_Page extract:_
It's amazing how little his M.O. has changed; back in the '60s, his
stock in trade was hollow, windy Marxist rhetoric of the sort only
encountered in the halls of academia. Horowitz was, astoundingly,
once an aide to the incredibly brilliant author, philosopher and
mathematician Bertrand Russell; but his own writing of the era (best
embodied in the unreadable The Free
World Colossus: A Critique of American Foreign Policy in the Cold
War) was weightless lefty propaganda, anchored only by his
tendency to crib arguments from people smarter than himself. It's
interesting that no one on the left calls Horowitz a traitor; that
would imply that by losing him to the right, they'd lost something of
value. As a reading of his works, liberal or conservative, makes
clear, this is not the case; had he stayed pink, he'd have been a
decades-long embarrassment to the left. As to the reasons for his
apostasy, Horowitz has always been crystal clear: he was awoken
to the lies and cruelty of the left, first by the corruption and
violence of the Black Panthers (who he'd once idolized so thoroughly
that one wonders if his real disillusionment came after confessing a
schoolboy crush to Huey Newton), then by the brutality and aggression
of the Viet Cong. It's not hard to see what really
happened: Horowitz, more than comfortable spieling his
anti-capitalist down-with-the-Man rhetoric from the confort of a dorm
room or a wood-paneled office with tenure-seekers and
book-deal-wranglers, got the fear when he heard it coming from people
who really meant it. His master's degree fom Columbia made it
easy to play arond with revolution, but he freaked out when presented
with the possibility of real revolution, advocated by people who
actually had something to lose.

_Written request A:_ In the Horowitz passage, to whom was Horowitz once an aide?
_Written request B:_ Continue the Horowitz passage, starting right after its final sentence.

Entries from a pointing dataset:
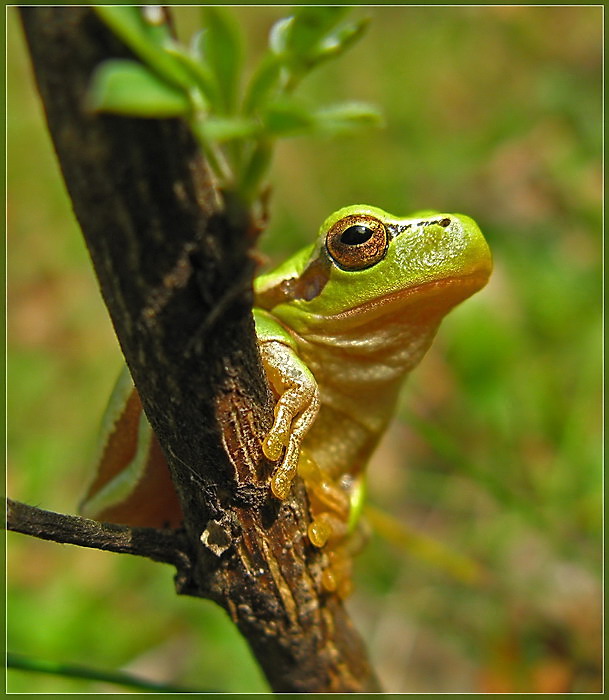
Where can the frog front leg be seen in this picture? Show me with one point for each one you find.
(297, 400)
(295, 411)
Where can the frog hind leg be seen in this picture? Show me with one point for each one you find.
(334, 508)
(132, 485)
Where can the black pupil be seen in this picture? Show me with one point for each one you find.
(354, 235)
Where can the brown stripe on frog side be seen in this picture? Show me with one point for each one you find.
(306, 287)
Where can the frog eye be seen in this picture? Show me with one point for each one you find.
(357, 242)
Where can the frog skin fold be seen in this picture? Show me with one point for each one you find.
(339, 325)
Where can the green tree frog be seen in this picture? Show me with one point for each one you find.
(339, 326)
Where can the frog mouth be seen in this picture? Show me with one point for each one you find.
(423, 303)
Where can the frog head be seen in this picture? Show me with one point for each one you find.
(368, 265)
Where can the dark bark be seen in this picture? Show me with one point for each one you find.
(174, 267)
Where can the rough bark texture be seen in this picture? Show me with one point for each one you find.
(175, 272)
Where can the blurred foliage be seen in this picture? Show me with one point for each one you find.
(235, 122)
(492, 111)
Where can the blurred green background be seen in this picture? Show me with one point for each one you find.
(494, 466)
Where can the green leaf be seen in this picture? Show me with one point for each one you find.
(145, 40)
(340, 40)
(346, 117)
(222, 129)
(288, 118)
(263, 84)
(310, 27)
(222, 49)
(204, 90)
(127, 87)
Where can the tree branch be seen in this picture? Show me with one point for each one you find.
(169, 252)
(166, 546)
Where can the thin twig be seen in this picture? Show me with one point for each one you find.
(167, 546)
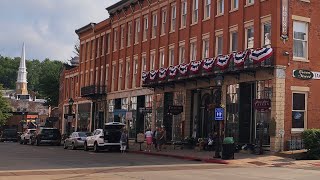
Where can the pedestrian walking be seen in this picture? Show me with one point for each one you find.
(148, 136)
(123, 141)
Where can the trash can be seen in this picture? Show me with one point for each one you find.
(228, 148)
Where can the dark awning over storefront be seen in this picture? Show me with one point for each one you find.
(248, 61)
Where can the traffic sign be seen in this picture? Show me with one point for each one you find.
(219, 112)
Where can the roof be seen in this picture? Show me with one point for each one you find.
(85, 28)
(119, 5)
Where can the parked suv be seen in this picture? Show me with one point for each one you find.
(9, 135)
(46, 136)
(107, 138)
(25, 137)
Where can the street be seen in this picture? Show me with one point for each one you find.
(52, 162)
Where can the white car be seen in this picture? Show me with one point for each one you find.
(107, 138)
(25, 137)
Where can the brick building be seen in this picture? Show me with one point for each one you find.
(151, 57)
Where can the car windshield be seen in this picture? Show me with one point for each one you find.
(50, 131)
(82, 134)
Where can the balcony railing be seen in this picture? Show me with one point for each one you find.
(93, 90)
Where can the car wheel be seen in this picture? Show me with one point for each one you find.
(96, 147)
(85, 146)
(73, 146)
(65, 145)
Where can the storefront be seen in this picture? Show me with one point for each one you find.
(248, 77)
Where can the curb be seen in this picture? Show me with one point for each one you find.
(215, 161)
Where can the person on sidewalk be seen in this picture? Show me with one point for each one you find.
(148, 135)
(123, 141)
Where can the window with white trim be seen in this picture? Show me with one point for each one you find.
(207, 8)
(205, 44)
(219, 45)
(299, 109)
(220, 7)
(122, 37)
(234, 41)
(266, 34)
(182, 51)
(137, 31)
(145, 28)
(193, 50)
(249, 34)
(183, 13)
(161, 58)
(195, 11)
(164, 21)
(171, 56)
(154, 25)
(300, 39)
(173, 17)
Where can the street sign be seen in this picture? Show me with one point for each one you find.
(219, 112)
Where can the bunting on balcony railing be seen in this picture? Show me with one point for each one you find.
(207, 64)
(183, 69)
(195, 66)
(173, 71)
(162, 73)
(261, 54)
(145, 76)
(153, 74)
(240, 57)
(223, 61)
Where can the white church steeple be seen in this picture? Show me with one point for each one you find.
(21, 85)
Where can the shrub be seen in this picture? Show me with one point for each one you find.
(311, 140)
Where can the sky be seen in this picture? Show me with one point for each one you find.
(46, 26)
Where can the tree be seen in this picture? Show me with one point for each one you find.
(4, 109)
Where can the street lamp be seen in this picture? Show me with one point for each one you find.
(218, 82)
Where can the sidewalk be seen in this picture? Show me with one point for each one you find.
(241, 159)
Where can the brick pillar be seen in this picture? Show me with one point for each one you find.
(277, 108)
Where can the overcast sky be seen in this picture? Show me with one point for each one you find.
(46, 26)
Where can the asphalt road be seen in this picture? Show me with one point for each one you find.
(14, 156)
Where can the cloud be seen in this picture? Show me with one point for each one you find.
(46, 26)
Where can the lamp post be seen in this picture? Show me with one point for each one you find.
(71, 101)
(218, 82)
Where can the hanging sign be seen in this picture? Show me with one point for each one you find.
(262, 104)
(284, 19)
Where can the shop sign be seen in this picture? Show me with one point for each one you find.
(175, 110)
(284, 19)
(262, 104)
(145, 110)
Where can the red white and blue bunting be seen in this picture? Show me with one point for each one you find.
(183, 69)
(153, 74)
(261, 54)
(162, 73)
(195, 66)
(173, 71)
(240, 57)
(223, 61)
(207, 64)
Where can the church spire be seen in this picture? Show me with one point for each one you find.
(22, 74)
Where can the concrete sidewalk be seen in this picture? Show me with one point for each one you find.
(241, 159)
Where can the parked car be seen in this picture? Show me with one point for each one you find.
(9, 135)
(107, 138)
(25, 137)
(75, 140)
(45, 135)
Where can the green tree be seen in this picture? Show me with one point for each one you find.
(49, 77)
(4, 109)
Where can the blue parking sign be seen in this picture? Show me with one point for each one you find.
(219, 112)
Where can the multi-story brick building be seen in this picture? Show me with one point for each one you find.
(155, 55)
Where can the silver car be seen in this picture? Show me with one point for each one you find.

_Final answer A:_ Bertrand Russell.

_Final answer B:_
At any rate, by the late '80s, despite all the
Scaife money floating around, you couldn't just wander in off the
streets, declare yourself a right-wing apostle, and start collecting a
paycheck, even if you were a former editor of Ramparts who used to say things
about how the rule of capitalism was a permanent threat to the
democratic order. Even for a guy who sat in a luxury hotel in
downtown Managua in 1987 and wished for the brutal, nun-slaying Contras
to overthrow and execute the Sandinista government (for the good of the
poorest citizens, no less!), just being a ridiculously extremist
neoconservative crank was no longer enough. He needed a hook, and
boy, did he find one! After dicking around with a few hilariously
titled books like Hating Whitey and
Other Progressive Causes and The
Anti-Chomsky Reader, he started pulling in the Regnery paychecks
by inventing a whole new subgenre of right-wing lunacy: the
battle against leftist academic McCarthyism. David Horowitz fully
embraced the notion that our nation's colleges, despite turning out
economy-choking numbers of MBAs and lawyers, were actually hotbeds of
unreconstructed Stalinism, dedicated to warping our children into
neo-Marxist tools -- and who would know that better than he, a
former neo-Marxist tool himself? But then, showing a spark of
originality no one who'd followed his career up to that point could
possibly have suspected he possessed, he went the movement one better
and added a twist: not only where the universities leftist
rat-traps, but they were actually practicing employment discrimination against
conservatives!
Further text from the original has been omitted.